> _Instruction_
Format the records below as a Markdown table with columns titled Row and Line, numbering each nonblank line. Include only the lines from the one containing "detection_target: wristband" through the one containing "91,240 -> 234,378", with both of those lines included.

> _Rows_

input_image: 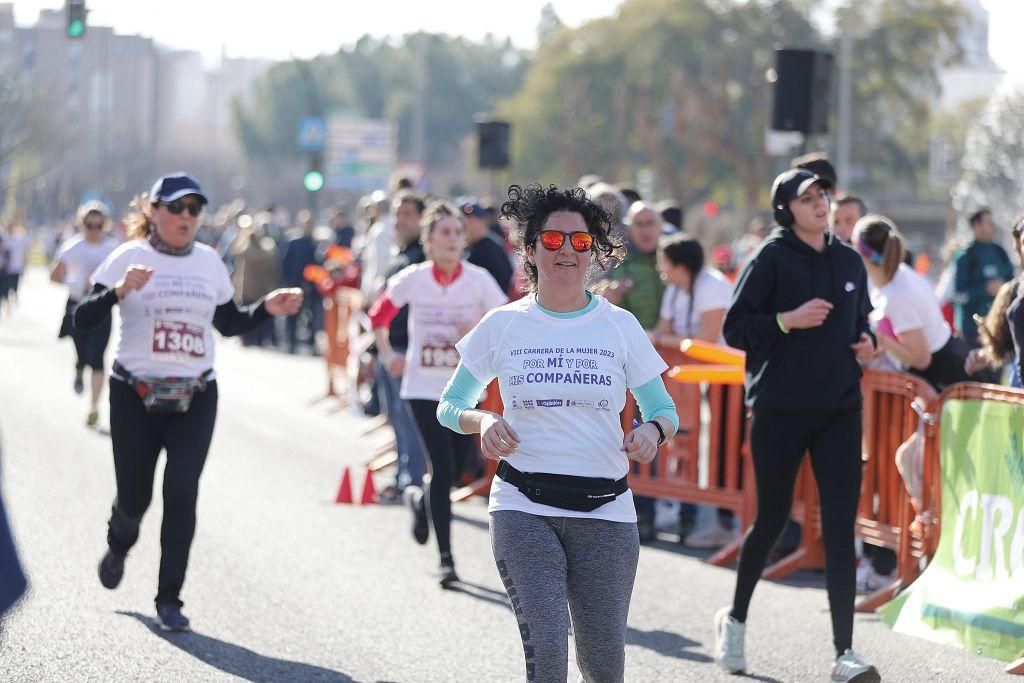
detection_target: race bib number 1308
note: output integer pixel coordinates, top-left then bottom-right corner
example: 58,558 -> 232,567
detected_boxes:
420,342 -> 459,369
153,321 -> 206,360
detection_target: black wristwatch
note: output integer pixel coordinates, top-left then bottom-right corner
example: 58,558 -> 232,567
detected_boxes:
647,420 -> 665,445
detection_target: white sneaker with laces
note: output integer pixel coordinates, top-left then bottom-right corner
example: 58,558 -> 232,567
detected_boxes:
857,557 -> 874,595
715,607 -> 746,674
683,522 -> 736,550
831,649 -> 882,683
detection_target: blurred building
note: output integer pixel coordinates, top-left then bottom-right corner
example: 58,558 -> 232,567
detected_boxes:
939,0 -> 1006,112
0,3 -> 270,219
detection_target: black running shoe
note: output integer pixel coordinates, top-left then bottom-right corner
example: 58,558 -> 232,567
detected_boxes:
406,486 -> 430,546
99,549 -> 125,591
157,602 -> 191,632
440,553 -> 459,589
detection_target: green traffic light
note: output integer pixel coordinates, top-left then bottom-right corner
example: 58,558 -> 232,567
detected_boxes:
302,171 -> 324,193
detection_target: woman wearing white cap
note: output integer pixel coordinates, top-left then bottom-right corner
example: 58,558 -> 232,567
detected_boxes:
74,173 -> 302,631
50,197 -> 118,427
715,169 -> 880,683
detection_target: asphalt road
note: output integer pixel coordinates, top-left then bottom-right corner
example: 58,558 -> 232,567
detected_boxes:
0,268 -> 1012,682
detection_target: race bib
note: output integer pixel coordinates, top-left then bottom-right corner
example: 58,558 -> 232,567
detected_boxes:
152,319 -> 206,362
420,342 -> 459,370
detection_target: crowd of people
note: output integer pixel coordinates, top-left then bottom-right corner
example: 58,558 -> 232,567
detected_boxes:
0,147 -> 1024,682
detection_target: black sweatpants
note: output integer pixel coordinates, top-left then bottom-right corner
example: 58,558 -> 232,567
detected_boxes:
732,411 -> 863,654
57,299 -> 111,372
106,378 -> 217,606
409,398 -> 473,553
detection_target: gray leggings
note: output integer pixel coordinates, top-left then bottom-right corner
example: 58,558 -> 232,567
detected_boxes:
490,510 -> 640,683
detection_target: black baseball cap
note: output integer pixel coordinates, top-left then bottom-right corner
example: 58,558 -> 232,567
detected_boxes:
771,168 -> 833,207
150,173 -> 210,204
457,197 -> 494,218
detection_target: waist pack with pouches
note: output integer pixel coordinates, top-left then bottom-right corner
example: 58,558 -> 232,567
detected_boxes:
114,362 -> 213,414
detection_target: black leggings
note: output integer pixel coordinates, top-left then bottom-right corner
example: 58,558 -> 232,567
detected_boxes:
60,299 -> 111,372
732,411 -> 862,654
106,378 -> 217,606
409,398 -> 473,553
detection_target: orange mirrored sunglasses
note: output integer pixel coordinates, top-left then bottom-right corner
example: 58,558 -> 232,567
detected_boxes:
537,230 -> 594,253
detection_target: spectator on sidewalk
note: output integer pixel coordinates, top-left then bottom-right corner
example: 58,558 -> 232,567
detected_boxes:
953,209 -> 1014,348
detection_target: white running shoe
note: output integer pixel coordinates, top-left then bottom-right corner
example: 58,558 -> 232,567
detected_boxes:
831,649 -> 882,683
857,557 -> 874,595
857,559 -> 896,594
715,607 -> 746,674
683,522 -> 736,550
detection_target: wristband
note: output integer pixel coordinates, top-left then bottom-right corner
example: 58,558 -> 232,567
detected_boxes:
775,313 -> 790,335
647,420 -> 665,445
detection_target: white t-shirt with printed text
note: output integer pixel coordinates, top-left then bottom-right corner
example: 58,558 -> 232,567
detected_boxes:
869,263 -> 952,364
458,296 -> 668,522
386,261 -> 508,400
53,232 -> 118,301
658,268 -> 732,344
91,240 -> 234,378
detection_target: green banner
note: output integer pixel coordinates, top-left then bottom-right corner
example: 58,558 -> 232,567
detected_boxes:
882,400 -> 1024,660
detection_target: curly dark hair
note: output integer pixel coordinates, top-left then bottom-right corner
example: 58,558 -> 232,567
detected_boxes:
501,183 -> 626,292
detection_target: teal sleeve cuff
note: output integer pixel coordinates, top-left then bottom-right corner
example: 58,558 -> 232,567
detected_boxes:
630,375 -> 679,431
437,361 -> 487,434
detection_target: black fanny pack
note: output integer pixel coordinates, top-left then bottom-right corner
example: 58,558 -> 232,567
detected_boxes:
498,460 -> 630,512
113,361 -> 213,413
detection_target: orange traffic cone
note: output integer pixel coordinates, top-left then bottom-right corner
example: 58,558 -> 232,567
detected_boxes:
334,465 -> 353,503
359,467 -> 377,505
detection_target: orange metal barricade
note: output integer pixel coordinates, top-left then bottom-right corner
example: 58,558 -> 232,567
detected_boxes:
622,350 -> 755,564
856,371 -> 938,611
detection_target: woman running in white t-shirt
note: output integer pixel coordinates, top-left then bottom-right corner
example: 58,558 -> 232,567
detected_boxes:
853,214 -> 970,391
370,202 -> 508,588
437,185 -> 678,681
650,232 -> 743,549
74,173 -> 302,631
50,202 -> 118,427
650,232 -> 732,350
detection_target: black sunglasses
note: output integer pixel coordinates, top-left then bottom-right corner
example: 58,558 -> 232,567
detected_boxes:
164,200 -> 203,218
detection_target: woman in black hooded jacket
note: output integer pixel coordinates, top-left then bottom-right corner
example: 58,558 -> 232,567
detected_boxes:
715,169 -> 880,683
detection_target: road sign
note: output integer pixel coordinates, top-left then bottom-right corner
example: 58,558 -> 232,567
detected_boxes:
324,116 -> 398,191
298,117 -> 327,152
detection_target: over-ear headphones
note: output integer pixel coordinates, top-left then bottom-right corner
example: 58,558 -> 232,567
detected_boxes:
771,200 -> 796,227
771,182 -> 797,227
771,168 -> 831,227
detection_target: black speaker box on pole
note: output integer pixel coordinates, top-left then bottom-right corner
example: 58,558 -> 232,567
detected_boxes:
476,120 -> 512,169
771,48 -> 833,135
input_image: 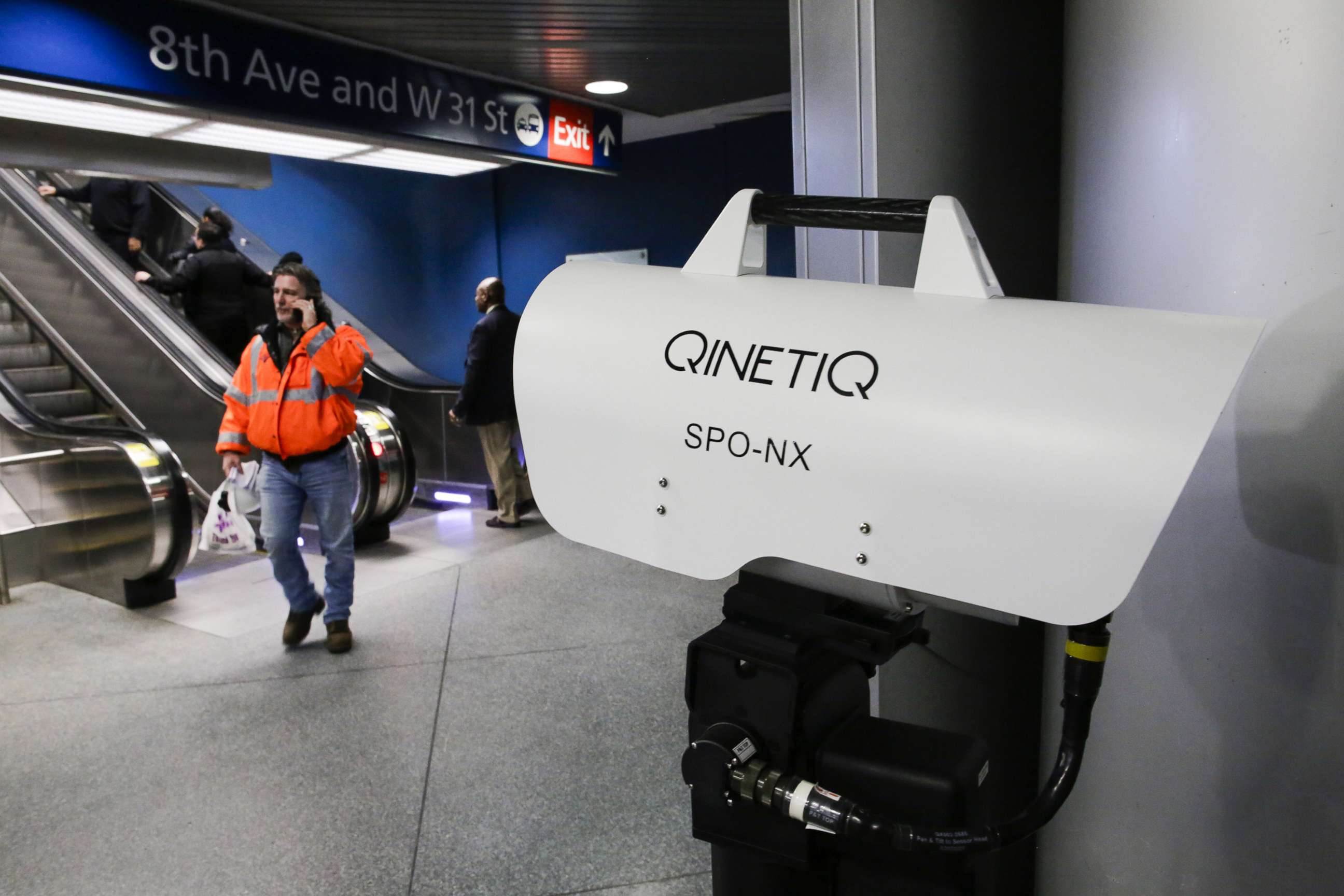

> _Result of the task_
| Row | Line |
|---|---|
| 1 | detection_target: wristband |
| 2 | note: output integer pixel coordinates, top-left then bottom-right corner |
| 3 | example: 58,558 -> 232,567 |
| 4 | detected_boxes: |
| 5 | 775,313 -> 790,335 |
| 6 | 647,420 -> 665,445 |
| 7 | detection_target: white t-shirt with printed text |
| 8 | note: output integer pixel coordinates, top-left then bottom-right corner |
| 9 | example: 58,558 -> 232,567 |
| 10 | detected_boxes: |
| 11 | 869,263 -> 952,364 |
| 12 | 458,296 -> 668,522 |
| 13 | 386,261 -> 508,400 |
| 14 | 53,232 -> 118,301 |
| 15 | 658,268 -> 732,344 |
| 16 | 91,240 -> 234,378 |